### [What the task requires]
Give the entries again, exactly as they stand.

### [Supplied entries]
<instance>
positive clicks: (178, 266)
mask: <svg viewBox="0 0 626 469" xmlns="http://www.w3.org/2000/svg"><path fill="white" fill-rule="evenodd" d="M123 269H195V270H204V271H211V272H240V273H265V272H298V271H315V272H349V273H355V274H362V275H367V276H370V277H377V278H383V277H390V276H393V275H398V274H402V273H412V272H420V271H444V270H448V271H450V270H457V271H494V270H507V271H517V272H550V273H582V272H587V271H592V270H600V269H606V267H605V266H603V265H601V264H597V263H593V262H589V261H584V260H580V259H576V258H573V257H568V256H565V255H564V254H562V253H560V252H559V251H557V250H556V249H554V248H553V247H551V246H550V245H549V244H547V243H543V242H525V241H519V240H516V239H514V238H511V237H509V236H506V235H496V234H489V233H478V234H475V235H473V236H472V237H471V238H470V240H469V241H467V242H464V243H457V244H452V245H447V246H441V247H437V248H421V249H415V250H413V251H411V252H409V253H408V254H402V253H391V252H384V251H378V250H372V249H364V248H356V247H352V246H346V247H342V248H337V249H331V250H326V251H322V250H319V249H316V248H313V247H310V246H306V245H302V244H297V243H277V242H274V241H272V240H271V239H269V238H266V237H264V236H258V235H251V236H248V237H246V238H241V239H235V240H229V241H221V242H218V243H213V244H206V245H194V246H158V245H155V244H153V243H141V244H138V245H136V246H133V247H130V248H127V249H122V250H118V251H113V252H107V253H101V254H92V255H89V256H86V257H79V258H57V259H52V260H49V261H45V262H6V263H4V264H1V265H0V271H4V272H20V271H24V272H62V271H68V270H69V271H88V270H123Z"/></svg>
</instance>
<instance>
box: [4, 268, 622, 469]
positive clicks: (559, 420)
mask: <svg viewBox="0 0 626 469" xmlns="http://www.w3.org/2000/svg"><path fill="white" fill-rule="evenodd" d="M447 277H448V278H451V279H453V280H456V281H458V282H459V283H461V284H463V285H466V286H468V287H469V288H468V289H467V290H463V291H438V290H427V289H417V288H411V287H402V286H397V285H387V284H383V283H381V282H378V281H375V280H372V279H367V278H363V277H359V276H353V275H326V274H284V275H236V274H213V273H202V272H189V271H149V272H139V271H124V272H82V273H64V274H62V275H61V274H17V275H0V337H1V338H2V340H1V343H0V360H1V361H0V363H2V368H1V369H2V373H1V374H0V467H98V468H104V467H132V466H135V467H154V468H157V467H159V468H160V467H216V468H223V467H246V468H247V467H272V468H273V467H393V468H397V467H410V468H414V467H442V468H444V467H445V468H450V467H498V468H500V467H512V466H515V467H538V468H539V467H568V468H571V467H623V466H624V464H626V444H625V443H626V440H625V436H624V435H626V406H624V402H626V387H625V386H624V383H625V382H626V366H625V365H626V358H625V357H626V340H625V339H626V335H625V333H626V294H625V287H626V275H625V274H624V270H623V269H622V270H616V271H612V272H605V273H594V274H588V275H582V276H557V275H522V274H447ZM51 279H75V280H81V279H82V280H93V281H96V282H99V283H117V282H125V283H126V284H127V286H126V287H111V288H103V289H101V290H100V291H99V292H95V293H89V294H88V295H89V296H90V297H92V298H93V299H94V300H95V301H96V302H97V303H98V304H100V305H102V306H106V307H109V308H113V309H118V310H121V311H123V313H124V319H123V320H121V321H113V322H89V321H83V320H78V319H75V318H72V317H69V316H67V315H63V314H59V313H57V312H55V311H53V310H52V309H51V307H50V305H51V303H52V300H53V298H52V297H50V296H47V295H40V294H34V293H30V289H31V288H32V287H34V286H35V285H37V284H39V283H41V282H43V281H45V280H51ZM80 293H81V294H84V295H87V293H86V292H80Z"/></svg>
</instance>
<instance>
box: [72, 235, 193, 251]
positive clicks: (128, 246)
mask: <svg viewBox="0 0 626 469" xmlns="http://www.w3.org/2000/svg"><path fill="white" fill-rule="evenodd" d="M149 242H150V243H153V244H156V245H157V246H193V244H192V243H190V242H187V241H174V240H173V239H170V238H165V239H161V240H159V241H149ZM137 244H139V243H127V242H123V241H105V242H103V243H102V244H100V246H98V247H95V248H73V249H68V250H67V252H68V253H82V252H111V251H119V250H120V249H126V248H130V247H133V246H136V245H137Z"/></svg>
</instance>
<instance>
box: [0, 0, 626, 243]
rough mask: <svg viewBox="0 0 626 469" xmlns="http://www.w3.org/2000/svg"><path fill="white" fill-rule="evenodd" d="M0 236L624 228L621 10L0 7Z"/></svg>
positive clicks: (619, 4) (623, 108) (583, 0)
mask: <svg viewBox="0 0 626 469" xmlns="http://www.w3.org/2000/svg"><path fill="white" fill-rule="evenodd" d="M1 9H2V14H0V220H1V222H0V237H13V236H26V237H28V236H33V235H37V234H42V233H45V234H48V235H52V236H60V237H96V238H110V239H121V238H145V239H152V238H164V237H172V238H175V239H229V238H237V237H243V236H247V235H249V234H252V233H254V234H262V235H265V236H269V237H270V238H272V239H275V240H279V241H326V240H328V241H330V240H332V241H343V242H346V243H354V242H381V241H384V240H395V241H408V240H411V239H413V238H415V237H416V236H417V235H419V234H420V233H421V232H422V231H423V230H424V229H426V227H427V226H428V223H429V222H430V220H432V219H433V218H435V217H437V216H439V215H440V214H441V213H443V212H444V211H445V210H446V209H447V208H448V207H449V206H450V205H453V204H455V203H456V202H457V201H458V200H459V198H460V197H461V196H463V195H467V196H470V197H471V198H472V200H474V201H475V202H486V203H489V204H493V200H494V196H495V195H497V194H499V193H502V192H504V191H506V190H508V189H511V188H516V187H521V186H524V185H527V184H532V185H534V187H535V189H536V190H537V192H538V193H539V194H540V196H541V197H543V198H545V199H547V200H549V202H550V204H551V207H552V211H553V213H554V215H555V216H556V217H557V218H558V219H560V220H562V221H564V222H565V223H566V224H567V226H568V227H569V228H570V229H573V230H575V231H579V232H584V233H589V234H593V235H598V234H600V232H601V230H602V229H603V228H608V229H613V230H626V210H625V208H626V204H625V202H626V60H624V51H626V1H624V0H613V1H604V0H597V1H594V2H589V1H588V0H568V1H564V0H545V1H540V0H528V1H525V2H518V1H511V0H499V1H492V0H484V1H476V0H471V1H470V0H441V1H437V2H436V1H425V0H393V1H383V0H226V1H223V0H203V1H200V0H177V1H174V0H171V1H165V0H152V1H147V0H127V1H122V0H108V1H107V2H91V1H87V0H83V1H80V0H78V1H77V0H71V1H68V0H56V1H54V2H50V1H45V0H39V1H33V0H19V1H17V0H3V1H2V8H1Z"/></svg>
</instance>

### [Exercise result]
<instance>
positive clicks: (178, 266)
mask: <svg viewBox="0 0 626 469" xmlns="http://www.w3.org/2000/svg"><path fill="white" fill-rule="evenodd" d="M123 269H195V270H204V271H211V272H240V273H265V272H298V271H315V272H349V273H355V274H362V275H367V276H370V277H377V278H383V277H390V276H393V275H398V274H402V273H412V272H420V271H444V270H448V271H450V270H457V271H494V270H507V271H517V272H550V273H582V272H587V271H592V270H600V269H606V267H605V266H603V265H601V264H597V263H593V262H589V261H584V260H580V259H576V258H573V257H568V256H565V255H564V254H562V253H560V252H559V251H557V250H556V249H554V248H553V247H551V246H550V245H549V244H547V243H543V242H525V241H519V240H516V239H514V238H511V237H509V236H506V235H496V234H489V233H478V234H475V235H473V236H472V237H471V238H470V240H469V241H467V242H464V243H457V244H452V245H447V246H441V247H437V248H421V249H415V250H413V251H411V252H409V253H408V254H402V253H391V252H384V251H378V250H372V249H364V248H356V247H352V246H346V247H342V248H337V249H331V250H326V251H322V250H319V249H316V248H313V247H310V246H306V245H302V244H297V243H277V242H274V241H272V240H271V239H269V238H266V237H264V236H258V235H251V236H248V237H246V238H241V239H235V240H229V241H221V242H218V243H213V244H206V245H194V246H158V245H155V244H153V243H141V244H138V245H136V246H133V247H130V248H127V249H122V250H118V251H113V252H107V253H101V254H92V255H89V256H86V257H79V258H57V259H52V260H49V261H45V262H6V263H4V264H1V265H0V271H4V272H20V271H24V272H62V271H68V270H69V271H88V270H123Z"/></svg>
</instance>
<instance>
box: [4, 268, 622, 469]
positive clicks: (559, 420)
mask: <svg viewBox="0 0 626 469" xmlns="http://www.w3.org/2000/svg"><path fill="white" fill-rule="evenodd" d="M447 277H448V278H451V279H453V280H456V281H458V282H459V283H461V284H463V285H466V286H468V287H469V288H468V289H467V290H463V291H438V290H427V289H417V288H411V287H402V286H397V285H387V284H383V283H381V282H378V281H375V280H372V279H367V278H363V277H359V276H353V275H326V274H284V275H236V274H213V273H202V272H189V271H149V272H139V271H124V272H82V273H64V274H62V275H61V274H17V275H0V337H1V338H2V340H1V343H0V360H1V361H0V363H2V368H1V369H2V373H1V374H0V467H98V468H104V467H132V466H135V467H154V468H157V467H159V468H160V467H216V468H223V467H246V468H247V467H272V468H273V467H393V468H397V467H410V468H414V467H442V468H444V467H445V468H450V467H498V468H500V467H512V466H515V467H538V468H539V467H568V468H571V467H623V466H624V464H626V444H625V443H626V440H625V436H624V435H626V406H624V402H626V387H625V386H624V383H625V382H626V366H625V365H626V358H625V357H626V340H625V339H626V335H625V333H626V294H625V287H626V275H625V274H624V270H623V269H622V270H616V271H612V272H605V273H594V274H588V275H582V276H557V275H522V274H447ZM51 279H75V280H81V279H82V280H93V281H96V282H99V283H117V282H125V283H126V284H127V286H126V287H111V288H103V289H101V290H100V291H99V292H95V293H89V294H88V295H89V296H90V297H92V298H93V299H94V300H95V301H96V302H97V303H98V304H100V305H102V306H106V307H109V308H113V309H118V310H121V311H123V313H124V319H123V320H121V321H113V322H89V321H83V320H78V319H75V318H72V317H69V316H67V315H63V314H59V313H57V312H55V311H53V310H52V309H51V307H50V305H51V303H52V300H53V298H52V297H50V296H47V295H40V294H34V293H30V289H31V288H32V287H34V286H35V285H37V284H39V283H41V282H43V281H45V280H51ZM80 293H81V294H84V295H87V293H86V292H80Z"/></svg>
</instance>
<instance>
box: [72, 235, 193, 251]
positive clicks: (128, 246)
mask: <svg viewBox="0 0 626 469" xmlns="http://www.w3.org/2000/svg"><path fill="white" fill-rule="evenodd" d="M149 242H150V243H153V244H156V245H157V246H193V244H192V243H190V242H187V241H174V240H173V239H170V238H165V239H161V240H159V241H149ZM137 244H139V243H127V242H123V241H105V242H103V243H102V244H100V246H98V247H95V248H73V249H68V250H67V252H68V253H82V252H111V251H119V250H120V249H126V248H130V247H133V246H136V245H137Z"/></svg>
</instance>
<instance>
box: [0, 0, 626, 243]
rough mask: <svg viewBox="0 0 626 469" xmlns="http://www.w3.org/2000/svg"><path fill="white" fill-rule="evenodd" d="M0 236L624 228L621 10L0 7Z"/></svg>
positive clicks: (619, 4) (623, 108) (583, 0)
mask: <svg viewBox="0 0 626 469" xmlns="http://www.w3.org/2000/svg"><path fill="white" fill-rule="evenodd" d="M1 9H2V14H0V220H1V222H0V237H13V236H26V237H28V236H33V235H37V234H42V233H45V234H48V235H52V236H60V237H96V238H110V239H121V238H145V239H152V238H164V237H172V238H175V239H229V238H237V237H243V236H247V235H249V234H252V233H254V234H262V235H265V236H269V237H270V238H272V239H275V240H279V241H326V240H328V241H330V240H332V241H343V242H346V243H354V242H381V241H384V240H395V241H408V240H411V239H413V238H415V237H416V236H417V235H419V234H420V233H421V232H422V231H423V230H424V229H426V227H427V226H428V223H429V222H430V220H432V219H433V218H435V217H437V216H439V215H440V214H441V213H443V212H444V211H445V210H446V209H447V208H448V207H449V206H450V205H453V204H455V203H456V202H457V201H458V200H459V198H460V197H461V196H463V195H467V196H470V197H471V198H472V200H474V201H475V202H486V203H489V204H493V200H494V196H495V195H497V194H499V193H502V192H504V191H506V190H508V189H511V188H516V187H521V186H524V185H527V184H532V185H534V187H535V189H536V190H537V192H538V193H539V194H540V196H541V197H543V198H545V199H547V200H549V202H550V204H551V207H552V211H553V213H554V215H555V216H556V217H557V218H558V219H560V220H562V221H564V222H565V223H566V224H567V226H568V227H569V228H570V229H573V230H575V231H579V232H584V233H589V234H593V235H598V234H600V232H601V230H602V229H603V228H608V229H613V230H626V210H625V208H626V204H625V202H626V60H624V51H626V1H624V0H613V1H604V0H597V1H594V2H589V1H588V0H568V1H564V0H545V1H540V0H528V1H525V2H518V1H511V0H499V1H492V0H484V1H476V0H471V1H470V0H441V1H437V2H436V1H425V0H393V1H383V0H226V1H223V0H203V1H200V0H177V1H174V0H171V1H165V0H152V1H147V0H127V1H122V0H108V1H107V2H91V1H87V0H83V1H80V0H78V1H77V0H71V1H68V0H56V1H54V2H50V1H45V0H39V1H33V0H19V1H17V0H3V1H2V8H1Z"/></svg>
</instance>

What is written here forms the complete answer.